Data records —

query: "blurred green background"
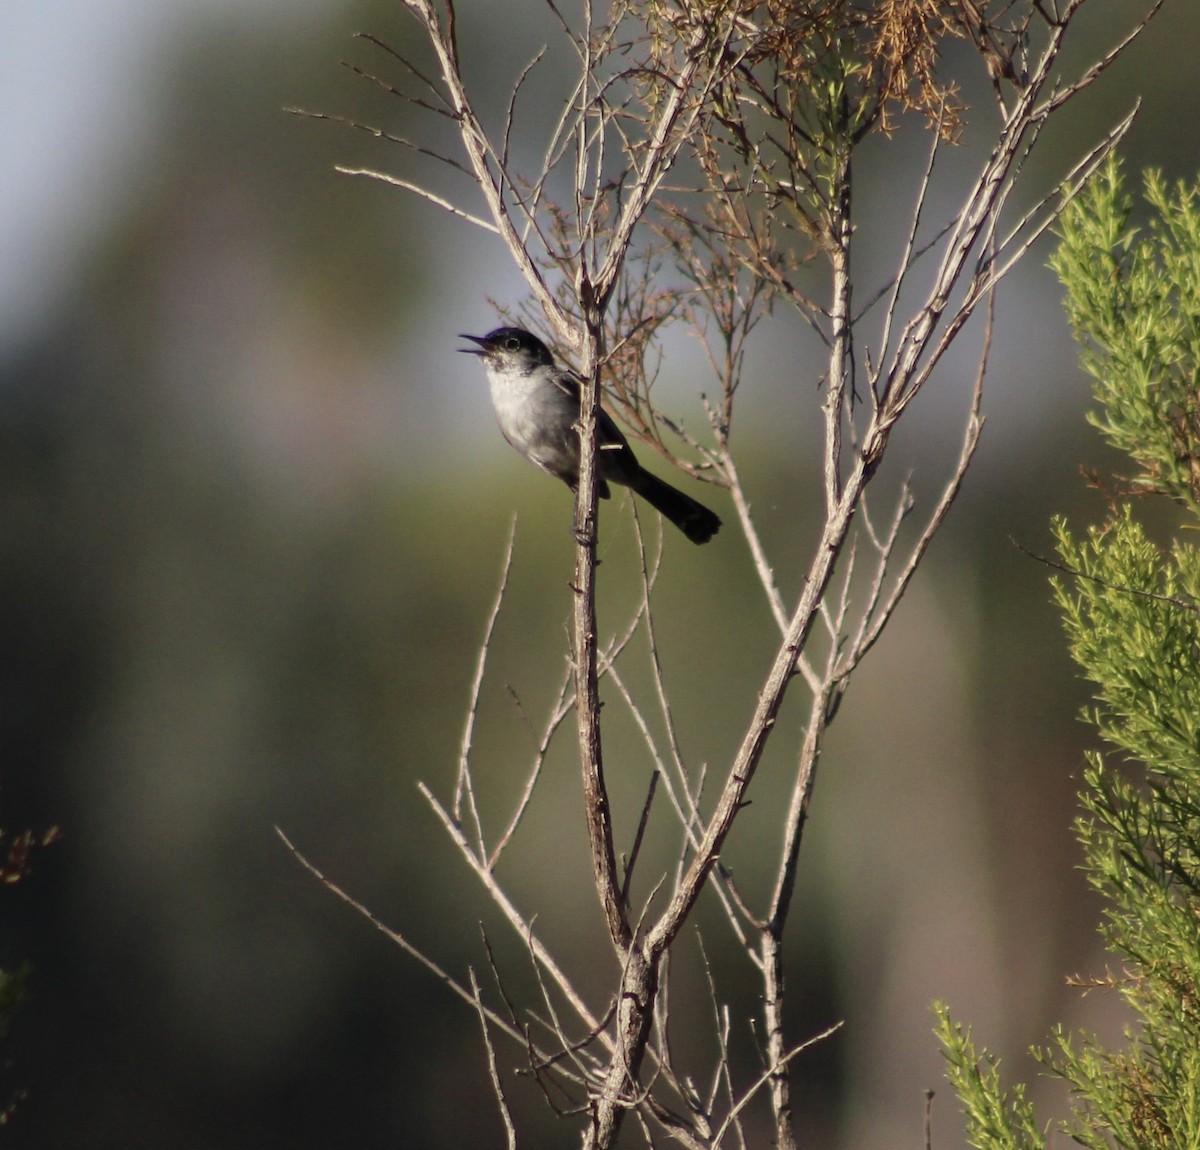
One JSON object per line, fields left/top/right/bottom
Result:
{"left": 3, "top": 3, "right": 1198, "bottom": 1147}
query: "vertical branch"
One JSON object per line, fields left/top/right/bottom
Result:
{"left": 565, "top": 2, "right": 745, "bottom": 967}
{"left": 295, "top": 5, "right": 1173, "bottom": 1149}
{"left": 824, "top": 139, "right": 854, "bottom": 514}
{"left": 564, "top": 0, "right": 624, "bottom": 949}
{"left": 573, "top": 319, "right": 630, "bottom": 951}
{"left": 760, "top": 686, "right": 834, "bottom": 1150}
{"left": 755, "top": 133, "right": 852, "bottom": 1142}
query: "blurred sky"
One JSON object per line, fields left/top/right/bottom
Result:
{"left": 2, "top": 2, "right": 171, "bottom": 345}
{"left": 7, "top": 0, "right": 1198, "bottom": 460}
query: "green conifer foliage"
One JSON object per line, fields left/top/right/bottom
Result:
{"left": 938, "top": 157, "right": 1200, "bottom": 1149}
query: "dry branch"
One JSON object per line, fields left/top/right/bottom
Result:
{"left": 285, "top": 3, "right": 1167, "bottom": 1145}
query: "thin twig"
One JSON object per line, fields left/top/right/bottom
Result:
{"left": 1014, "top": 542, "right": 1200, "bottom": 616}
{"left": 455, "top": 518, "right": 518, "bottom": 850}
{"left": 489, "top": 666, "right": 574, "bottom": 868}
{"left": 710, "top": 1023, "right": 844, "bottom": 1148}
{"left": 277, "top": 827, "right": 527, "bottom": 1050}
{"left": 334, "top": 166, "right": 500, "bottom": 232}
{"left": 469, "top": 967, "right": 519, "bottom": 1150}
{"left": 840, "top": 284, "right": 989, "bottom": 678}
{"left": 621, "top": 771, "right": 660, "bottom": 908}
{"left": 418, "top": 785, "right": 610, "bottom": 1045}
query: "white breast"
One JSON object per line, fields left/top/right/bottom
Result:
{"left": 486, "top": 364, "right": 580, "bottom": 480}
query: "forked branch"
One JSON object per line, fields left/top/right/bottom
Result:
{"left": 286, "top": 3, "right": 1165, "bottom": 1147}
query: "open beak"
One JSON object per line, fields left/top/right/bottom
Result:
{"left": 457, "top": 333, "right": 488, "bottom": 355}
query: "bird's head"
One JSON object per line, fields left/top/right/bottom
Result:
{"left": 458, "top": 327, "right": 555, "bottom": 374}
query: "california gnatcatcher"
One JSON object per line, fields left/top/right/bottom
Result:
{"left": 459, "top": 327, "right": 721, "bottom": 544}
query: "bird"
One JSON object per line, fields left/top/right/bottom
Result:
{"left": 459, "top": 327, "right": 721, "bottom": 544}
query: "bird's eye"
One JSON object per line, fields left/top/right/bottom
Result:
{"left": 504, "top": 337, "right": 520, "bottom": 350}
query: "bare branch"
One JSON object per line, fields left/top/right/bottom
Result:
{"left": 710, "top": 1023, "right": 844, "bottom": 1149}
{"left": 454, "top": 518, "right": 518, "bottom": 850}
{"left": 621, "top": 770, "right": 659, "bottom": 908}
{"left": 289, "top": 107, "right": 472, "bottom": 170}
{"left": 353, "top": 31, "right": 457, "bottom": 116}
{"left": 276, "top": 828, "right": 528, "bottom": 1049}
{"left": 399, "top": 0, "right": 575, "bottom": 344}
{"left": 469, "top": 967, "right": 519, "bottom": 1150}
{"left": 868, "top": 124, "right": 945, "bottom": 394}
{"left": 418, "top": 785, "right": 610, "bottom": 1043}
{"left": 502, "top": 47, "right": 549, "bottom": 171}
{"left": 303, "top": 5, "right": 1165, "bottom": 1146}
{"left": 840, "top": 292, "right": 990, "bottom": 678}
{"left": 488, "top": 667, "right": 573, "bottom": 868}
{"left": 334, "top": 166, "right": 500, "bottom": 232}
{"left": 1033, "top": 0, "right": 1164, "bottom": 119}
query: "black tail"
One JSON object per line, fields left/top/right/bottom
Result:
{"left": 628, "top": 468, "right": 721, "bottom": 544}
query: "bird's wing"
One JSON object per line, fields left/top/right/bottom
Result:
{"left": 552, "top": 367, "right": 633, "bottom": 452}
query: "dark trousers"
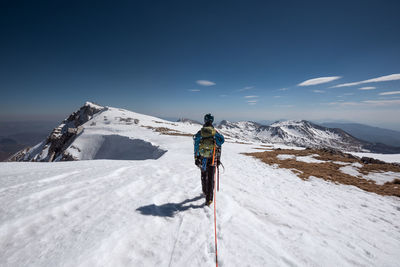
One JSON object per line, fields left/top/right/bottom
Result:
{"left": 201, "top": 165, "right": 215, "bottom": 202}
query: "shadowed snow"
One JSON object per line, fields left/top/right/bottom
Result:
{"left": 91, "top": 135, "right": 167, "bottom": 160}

What you are asked to do —
Leave out the pictures and repeat everything else in the records exactly.

Answer to this task —
query: "blurred green background"
One JSON object per line, fields left/top/right/bottom
Result:
{"left": 3, "top": 3, "right": 1198, "bottom": 1147}
query: "vertical branch"
One JSON object per line, fields left/top/right/bottom
Result:
{"left": 565, "top": 2, "right": 745, "bottom": 967}
{"left": 295, "top": 5, "right": 1173, "bottom": 1149}
{"left": 824, "top": 139, "right": 854, "bottom": 514}
{"left": 564, "top": 0, "right": 624, "bottom": 949}
{"left": 573, "top": 319, "right": 630, "bottom": 951}
{"left": 760, "top": 686, "right": 834, "bottom": 1150}
{"left": 755, "top": 133, "right": 852, "bottom": 1142}
query: "blurred sky"
One JSON object per line, fields left/top/right/bottom
Result:
{"left": 2, "top": 2, "right": 171, "bottom": 345}
{"left": 7, "top": 0, "right": 1198, "bottom": 460}
query: "green conifer foliage"
One JSON object per line, fields left/top/right/bottom
Result:
{"left": 938, "top": 157, "right": 1200, "bottom": 1149}
query: "dry branch"
One JSON object per line, fields left/top/right/bottom
Result:
{"left": 285, "top": 3, "right": 1167, "bottom": 1145}
query: "thin twig"
One JSON object per line, fields left/top/right/bottom
Result:
{"left": 1014, "top": 542, "right": 1200, "bottom": 616}
{"left": 455, "top": 518, "right": 518, "bottom": 850}
{"left": 489, "top": 666, "right": 574, "bottom": 868}
{"left": 710, "top": 1023, "right": 844, "bottom": 1148}
{"left": 277, "top": 827, "right": 527, "bottom": 1050}
{"left": 334, "top": 166, "right": 500, "bottom": 232}
{"left": 469, "top": 967, "right": 519, "bottom": 1150}
{"left": 840, "top": 284, "right": 989, "bottom": 678}
{"left": 621, "top": 771, "right": 660, "bottom": 908}
{"left": 418, "top": 785, "right": 610, "bottom": 1045}
query: "white breast"
One JSON object per line, fields left/top/right/bottom
Result:
{"left": 486, "top": 364, "right": 580, "bottom": 480}
query: "forked branch"
One JSON object per line, fields left/top/right/bottom
Result:
{"left": 286, "top": 3, "right": 1165, "bottom": 1147}
query: "open beak"
One JSON object per line, fields left/top/right/bottom
Result:
{"left": 457, "top": 333, "right": 488, "bottom": 355}
query: "bird's head"
One JSON object per line, fields left/top/right/bottom
Result:
{"left": 458, "top": 327, "right": 555, "bottom": 374}
query: "california gnatcatcher"
One JSON object per line, fields left/top/right/bottom
Result:
{"left": 459, "top": 327, "right": 721, "bottom": 544}
query: "bird"
One JSON object per line, fields left/top/right/bottom
Result:
{"left": 459, "top": 327, "right": 721, "bottom": 544}
query: "bird's eye"
One JSON object per line, fields left/top/right/bottom
Result:
{"left": 504, "top": 337, "right": 520, "bottom": 350}
query: "bare branch"
One JSON object per line, fields left/top/right/bottom
Result:
{"left": 710, "top": 1023, "right": 844, "bottom": 1149}
{"left": 454, "top": 518, "right": 518, "bottom": 850}
{"left": 621, "top": 770, "right": 659, "bottom": 908}
{"left": 289, "top": 107, "right": 472, "bottom": 170}
{"left": 353, "top": 31, "right": 457, "bottom": 116}
{"left": 276, "top": 828, "right": 528, "bottom": 1049}
{"left": 399, "top": 0, "right": 575, "bottom": 344}
{"left": 469, "top": 967, "right": 519, "bottom": 1150}
{"left": 868, "top": 124, "right": 945, "bottom": 394}
{"left": 418, "top": 785, "right": 610, "bottom": 1043}
{"left": 502, "top": 47, "right": 549, "bottom": 171}
{"left": 303, "top": 5, "right": 1165, "bottom": 1146}
{"left": 840, "top": 292, "right": 990, "bottom": 678}
{"left": 488, "top": 667, "right": 573, "bottom": 868}
{"left": 334, "top": 166, "right": 500, "bottom": 232}
{"left": 1033, "top": 0, "right": 1164, "bottom": 119}
query: "black tail"
One JSON object per line, fields left/top/right/bottom
Result:
{"left": 628, "top": 468, "right": 721, "bottom": 544}
query: "bird's wing"
One JSON object per line, fields left/top/right/bottom
Result:
{"left": 552, "top": 367, "right": 633, "bottom": 452}
query: "dark trousers"
One JSON object per line, fields left/top/right/bottom
Result:
{"left": 201, "top": 165, "right": 215, "bottom": 202}
query: "shadowed snow"
One JSON object per line, fields left/top/right/bottom
Result:
{"left": 91, "top": 135, "right": 167, "bottom": 160}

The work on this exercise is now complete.